[Exercise instructions]: Rescale the data from the line containing "Guideline: the keypoint for each instance of the low" through the end of the data, writing out each of those lines again with requests included. Multiply every coordinate in the answers by 2.25 and round to whole numbers, with halves rounded up.
── Input material ──
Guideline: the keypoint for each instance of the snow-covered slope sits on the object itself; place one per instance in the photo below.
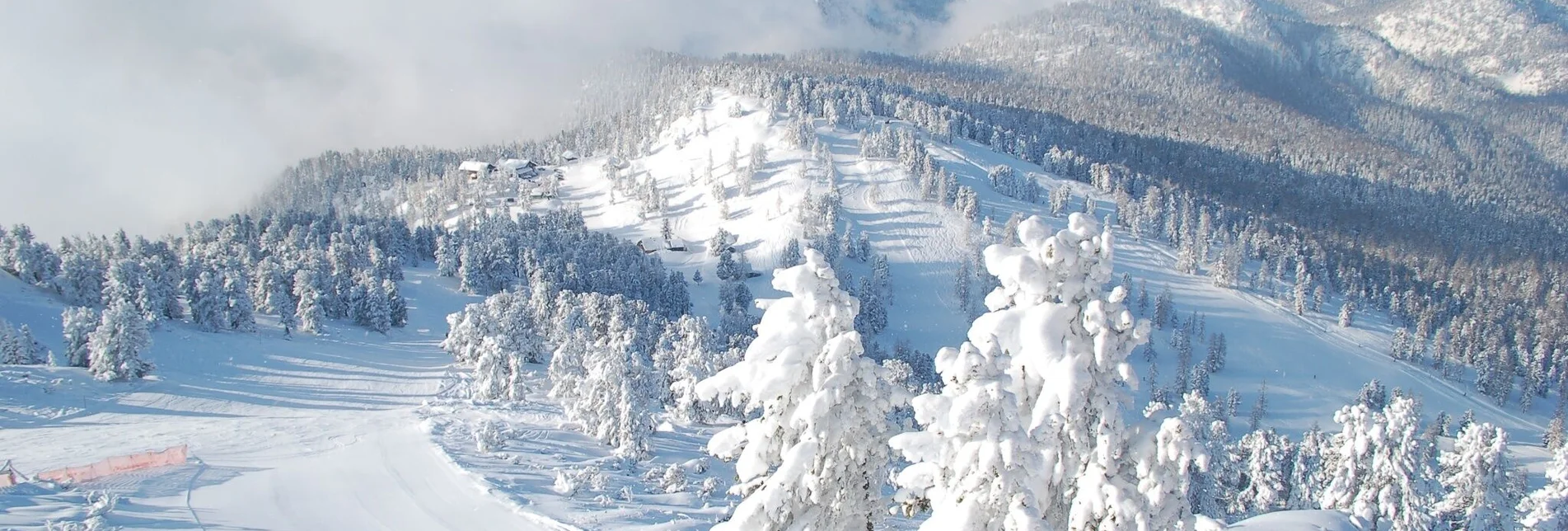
(1509, 43)
(1309, 364)
(292, 434)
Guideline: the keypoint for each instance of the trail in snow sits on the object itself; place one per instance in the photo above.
(303, 434)
(1309, 364)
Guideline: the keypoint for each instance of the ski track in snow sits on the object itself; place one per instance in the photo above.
(1309, 364)
(305, 434)
(321, 432)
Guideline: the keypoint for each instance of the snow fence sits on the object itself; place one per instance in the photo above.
(8, 475)
(115, 465)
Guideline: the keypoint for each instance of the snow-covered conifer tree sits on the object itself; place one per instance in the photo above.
(27, 348)
(791, 255)
(77, 324)
(307, 308)
(1484, 486)
(816, 456)
(1547, 508)
(974, 464)
(1307, 470)
(690, 362)
(1380, 467)
(1070, 345)
(116, 345)
(241, 305)
(1264, 486)
(491, 373)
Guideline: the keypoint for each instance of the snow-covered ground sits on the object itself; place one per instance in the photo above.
(1309, 364)
(335, 431)
(292, 434)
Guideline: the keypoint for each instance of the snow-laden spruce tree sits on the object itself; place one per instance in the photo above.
(687, 355)
(1484, 486)
(1307, 470)
(1070, 345)
(1380, 467)
(116, 345)
(491, 371)
(1173, 461)
(972, 464)
(1547, 508)
(816, 456)
(620, 383)
(1262, 470)
(77, 326)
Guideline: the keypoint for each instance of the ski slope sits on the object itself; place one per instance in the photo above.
(1309, 364)
(292, 434)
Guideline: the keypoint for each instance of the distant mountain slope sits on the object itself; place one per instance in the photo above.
(1309, 364)
(1514, 45)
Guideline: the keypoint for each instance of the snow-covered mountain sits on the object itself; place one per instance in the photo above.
(1324, 214)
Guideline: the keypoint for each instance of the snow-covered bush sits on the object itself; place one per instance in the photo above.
(97, 508)
(1046, 374)
(665, 480)
(571, 481)
(489, 435)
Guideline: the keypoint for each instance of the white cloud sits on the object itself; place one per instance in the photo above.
(151, 114)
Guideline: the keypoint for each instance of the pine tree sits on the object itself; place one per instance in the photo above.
(307, 310)
(1484, 486)
(1217, 354)
(209, 303)
(77, 324)
(816, 456)
(1547, 508)
(397, 307)
(1264, 486)
(29, 349)
(1052, 298)
(1380, 468)
(690, 360)
(974, 463)
(1399, 345)
(791, 255)
(620, 383)
(1260, 409)
(116, 345)
(491, 373)
(1163, 307)
(241, 305)
(1554, 435)
(1307, 470)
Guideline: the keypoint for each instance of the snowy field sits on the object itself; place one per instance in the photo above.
(1309, 364)
(361, 431)
(291, 434)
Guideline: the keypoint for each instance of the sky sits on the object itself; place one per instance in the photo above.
(145, 115)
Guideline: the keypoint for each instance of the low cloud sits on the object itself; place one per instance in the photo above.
(151, 114)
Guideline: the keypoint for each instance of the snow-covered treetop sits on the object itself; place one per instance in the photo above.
(798, 324)
(1070, 266)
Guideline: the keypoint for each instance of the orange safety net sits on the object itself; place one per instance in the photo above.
(118, 464)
───
[Complete response]:
Guideline: the keypoint for each instance of the low cloud sits on the object itself; place one per instance in the photo above.
(340, 257)
Guideline: the keypoint for each instance of the snow-covered treetop sits on the object itself; place one per instance in the photo above.
(1796, 729)
(2408, 599)
Guideline: the keypoint for each instance of the orange safety net sits on the object itself; place one per instance in the photo above.
(266, 1044)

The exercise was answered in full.